* [Page text]:
<<<<

One special area where things rarely go wrong, but can be quite serious when they do, is in the driver process orchestrating the frontend jobs. A sure sign that something is amiss in the driver is when running the same compilation scenario, from the same incremental state, but on different compilers, produces a different set of frontend jobs (as seen by -driver-time-compilation).

To diagnose a driver problem, several additional diagnostic flags exist: -driver-print-actions, -driver-print-bindings, -driver-print-jobs, -driver-show-incremental, and -driver-show-job-lifecycle. By carefully comparing these, one can sometimes determine the difference in dependency-analysis and job-execution logic, between one compilation and another.

It is usually also helpful to look at the .swiftdeps files generated by the driver. These files contain the driver's summary-view of the dependencies between entities defined and referenced in each source file; it is from these files that the driver decides when a file "needs" to be rebuilt because it depends on another file that needs to be rebuilt, and so on transitively. The file format is documented here.

>>>>

* [Work task 1]: Decide whether each statement agrees with the driver passage, answering yes or no and quoting the words of the passage that settle it. (a) Things often go wrong in the driver process. (b) The .swiftdeps files are produced by the driver. (c) Comparing the output of the diagnostic flags always shows the difference between two compilations.
* [Work task 2]: Please carry on the driver passage from its last sentence.

* [Records provided]:
<<<<

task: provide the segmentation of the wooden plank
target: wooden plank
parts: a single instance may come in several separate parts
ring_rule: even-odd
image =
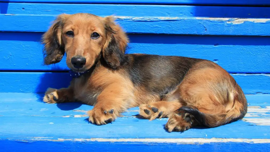
[[[256,103],[259,100],[270,103],[269,95],[247,97],[249,103]],[[244,150],[241,151],[246,151],[247,148],[252,151],[263,151],[270,147],[269,119],[263,116],[246,117],[243,121],[215,128],[197,127],[181,133],[169,133],[164,128],[167,118],[149,121],[128,114],[111,123],[97,126],[89,123],[86,116],[76,114],[83,113],[83,110],[91,109],[92,107],[78,106],[80,105],[77,103],[48,104],[39,102],[39,97],[35,94],[0,93],[0,144],[2,150],[58,151],[57,147],[60,146],[65,147],[61,148],[61,151],[98,149],[117,151],[131,149],[132,150],[134,149],[148,151],[156,149],[155,151],[159,151],[168,148],[176,150],[183,148],[184,151],[214,148],[222,151],[235,150],[237,147]],[[254,107],[249,107],[248,114],[251,114]],[[260,107],[255,110],[262,111],[265,109],[267,113],[269,108]],[[137,108],[130,109],[129,112],[137,114],[135,109],[137,110]],[[48,148],[45,148],[45,146]],[[14,149],[15,146],[19,146],[20,149]],[[255,148],[258,146],[260,148]]]
[[[3,93],[0,92],[0,104],[4,103],[30,103],[34,102],[37,104],[40,103],[40,102],[43,103],[42,102],[42,98],[44,95],[43,93],[41,94],[36,94],[33,93],[25,93],[16,92]],[[256,106],[259,105],[262,107],[265,107],[267,106],[270,106],[270,94],[258,94],[255,95],[246,94],[246,97],[248,100],[249,104],[248,106],[250,107],[252,106]],[[18,100],[18,99],[19,98],[20,100]],[[40,102],[39,102],[40,101]],[[74,103],[70,104],[76,104]],[[67,106],[69,106],[69,104],[67,104]],[[262,106],[262,105],[264,105]],[[83,109],[80,109],[83,108],[81,106],[85,106],[83,105],[79,105],[80,107],[79,107],[78,105],[78,109],[74,106],[73,108],[69,108],[72,110],[83,110]],[[86,107],[83,107],[86,108],[85,110],[89,110],[89,107],[86,106]],[[136,110],[137,109],[133,108],[129,110]],[[254,110],[257,111],[257,110]],[[254,111],[253,111],[254,112]]]
[[[44,32],[55,15],[0,14],[0,31]],[[270,19],[118,16],[128,33],[270,35]]]
[[[60,63],[42,65],[41,32],[0,32],[0,70],[68,70]],[[229,72],[270,72],[270,37],[130,34],[127,52],[203,58]]]
[[[187,5],[270,5],[267,0],[1,0],[9,2],[57,3],[96,3],[112,4],[147,4]]]
[[[0,4],[5,14],[58,15],[88,13],[99,16],[270,18],[270,8],[178,5]],[[100,11],[100,10],[106,10]]]
[[[270,93],[270,76],[265,74],[232,74],[245,94]],[[0,92],[43,93],[50,87],[68,87],[68,73],[0,72]]]
[[[218,139],[218,140],[237,141],[219,142],[213,142],[213,141],[218,141],[214,138],[210,141],[203,139],[194,139],[194,141],[195,141],[190,142],[189,144],[185,141],[190,140],[190,139],[188,138],[178,140],[180,141],[179,142],[171,143],[168,142],[163,143],[155,141],[156,140],[161,140],[160,139],[157,139],[157,140],[152,139],[146,139],[146,140],[140,139],[126,139],[122,140],[125,141],[121,142],[117,141],[121,140],[118,139],[108,140],[101,139],[100,140],[104,141],[100,142],[100,140],[97,140],[100,139],[96,140],[94,139],[92,140],[88,139],[81,140],[80,139],[64,140],[61,139],[61,138],[59,138],[59,139],[56,138],[54,140],[52,139],[51,138],[39,139],[36,139],[38,138],[3,138],[0,140],[0,144],[2,145],[2,149],[5,151],[20,152],[26,151],[85,152],[95,151],[97,150],[102,151],[133,152],[139,151],[148,152],[152,150],[157,152],[164,151],[167,151],[168,149],[172,151],[177,151],[181,150],[181,151],[184,152],[212,151],[213,150],[221,152],[234,150],[242,152],[264,152],[267,151],[270,148],[270,144],[268,143],[269,140],[268,139],[227,140],[220,139]],[[167,139],[164,139],[163,140],[168,140]],[[142,141],[140,141],[141,140]],[[245,141],[250,141],[246,142]],[[256,142],[257,141],[262,141]],[[254,141],[255,141],[255,143],[253,143],[254,142],[253,142]],[[64,148],[59,148],[59,147]],[[18,149],[18,147],[20,147],[19,150]]]
[[[1,99],[1,100],[0,101],[1,105],[0,108],[0,115],[12,117],[15,115],[20,117],[84,117],[86,118],[87,116],[86,113],[93,108],[92,106],[79,103],[45,104],[42,101],[42,98],[44,95],[43,94],[0,93],[0,97]],[[256,100],[254,100],[251,99],[251,96],[256,97]],[[249,105],[248,113],[245,117],[244,121],[252,122],[256,124],[257,124],[256,122],[258,122],[264,125],[270,125],[268,123],[257,120],[258,118],[266,120],[270,119],[270,94],[247,95],[246,97]],[[19,100],[18,98],[20,99]],[[254,103],[255,102],[263,102],[264,100],[266,101],[266,102],[264,102],[262,106],[261,104]],[[136,121],[136,118],[134,116],[139,114],[139,111],[138,107],[130,108],[123,113],[122,114],[124,117],[121,119],[118,119],[117,121],[123,121],[123,125],[130,124],[130,123],[132,121],[126,122],[124,122],[125,120],[128,117]],[[159,121],[155,121],[152,124],[164,124],[168,120],[168,119],[164,118],[158,120]],[[145,123],[148,123],[147,121],[141,123],[143,123],[142,125],[144,124]],[[76,121],[76,123],[79,123]],[[239,121],[228,125],[238,125],[245,124],[246,123]]]
[[[4,116],[1,117],[0,119],[0,137],[19,136],[76,138],[270,138],[269,126],[256,125],[242,121],[232,124],[242,122],[245,125],[194,128],[181,134],[177,132],[168,133],[164,128],[165,123],[162,123],[166,121],[160,121],[122,117],[111,123],[99,126],[89,123],[85,117]],[[145,133],[150,130],[151,133]]]

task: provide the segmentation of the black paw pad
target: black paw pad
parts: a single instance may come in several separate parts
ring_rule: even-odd
[[[147,109],[144,109],[144,112],[145,113],[149,115],[150,114],[150,111],[148,110]]]
[[[160,112],[158,114],[158,115],[157,116],[158,118],[160,118],[163,114],[163,112],[162,111],[160,111]]]
[[[189,115],[187,115],[185,117],[185,120],[187,123],[189,123],[191,121],[191,118],[190,116]]]
[[[58,100],[58,99],[54,95],[53,96],[53,100],[55,101],[57,101]]]
[[[152,109],[152,111],[153,111],[153,112],[155,113],[158,111],[158,109],[155,107],[152,107],[151,109]]]

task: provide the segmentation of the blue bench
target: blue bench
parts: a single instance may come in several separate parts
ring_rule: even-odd
[[[270,150],[270,1],[0,0],[0,151],[267,151]],[[217,63],[242,88],[242,120],[169,133],[129,109],[112,123],[89,123],[93,107],[42,101],[67,87],[65,60],[42,65],[42,35],[56,15],[114,14],[130,40],[127,53],[176,55]]]

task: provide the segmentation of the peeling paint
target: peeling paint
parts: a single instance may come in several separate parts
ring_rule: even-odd
[[[177,143],[181,144],[203,144],[215,143],[226,143],[228,142],[245,143],[270,143],[269,139],[247,139],[247,138],[87,138],[63,139],[58,138],[53,139],[50,138],[44,139],[42,138],[34,137],[20,139],[18,138],[9,138],[9,140],[27,141],[49,141],[63,142],[65,141],[72,141],[80,142],[130,142],[147,143]]]
[[[241,24],[246,21],[251,22],[254,23],[265,23],[270,21],[270,19],[267,18],[218,18],[214,17],[196,17],[196,19],[204,20],[210,20],[216,21],[227,21],[228,23],[232,23],[238,24]]]
[[[270,21],[269,19],[257,18],[236,18],[233,21],[229,21],[227,23],[232,23],[235,24],[241,24],[246,21],[251,22],[254,23],[265,23]]]
[[[88,116],[86,115],[78,114],[74,115],[74,117],[75,118],[80,118],[81,117],[88,117]]]
[[[81,112],[82,113],[86,113],[87,112],[86,110],[73,110],[72,111],[75,112]]]
[[[242,120],[258,125],[270,125],[270,118],[244,118]]]

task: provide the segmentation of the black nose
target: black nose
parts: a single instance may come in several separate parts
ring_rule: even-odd
[[[71,58],[71,63],[74,68],[80,69],[83,67],[86,63],[86,59],[81,56],[75,56]]]

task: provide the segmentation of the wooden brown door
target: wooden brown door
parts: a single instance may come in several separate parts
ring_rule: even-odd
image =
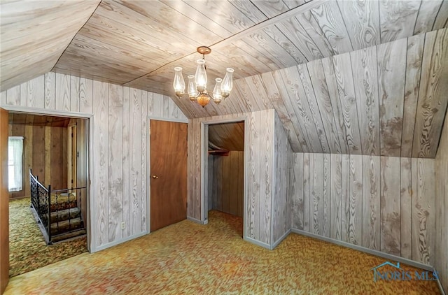
[[[0,108],[0,294],[9,280],[9,195],[8,194],[8,111]]]
[[[150,120],[150,230],[187,217],[187,124]]]

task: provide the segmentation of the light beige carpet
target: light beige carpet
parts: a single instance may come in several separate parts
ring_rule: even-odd
[[[9,276],[87,252],[85,236],[47,245],[29,209],[29,198],[9,202]]]
[[[435,281],[374,282],[383,258],[294,233],[268,250],[242,240],[241,218],[211,211],[209,220],[18,275],[6,294],[439,293]]]

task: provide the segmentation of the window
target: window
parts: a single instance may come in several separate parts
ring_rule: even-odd
[[[9,192],[22,190],[22,156],[23,137],[9,136],[8,138],[8,188]]]

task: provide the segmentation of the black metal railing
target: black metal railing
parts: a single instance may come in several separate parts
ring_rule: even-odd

>>>>

* [Response box 1]:
(a) No: "things rarely go wrong"
(b) Yes: "the .swiftdeps files generated by the driver"
(c) No: "one can sometimes determine the difference in dependency-analysis and job-execution logic"

* [Response box 2]:
Finding areas in need of general improvement

If you're not hunting a particular regression, but just trying to improve some problem area in the compiler in general, you usually want to focus on sorting costs rather than isolating. That is: you'll want to use the tools discussed above (profilers, timers, counters, etc.) to pick off the largest cost-centers in a problem area, and work on those first.

Sorting only tells you where a cost center is, though, not whether that cost center is reasonable. That is, it's often helpful to try to differentiate cost-centers that "should" be expensive (because they're compiling a lot of code) from cost-centers that "shouldn't" be expensive (but are, because they have a bug or design flaw). One tool that's useful for differentiating these cases is the utils/scale-test script.

Scale-test runs on counters, so it's worth taking a short digression into the set of counters that exist in the Swift compiler and how they fit together.

Compiler counters

The Swift compiler has two separate (though related) subsystems for counting the work it does.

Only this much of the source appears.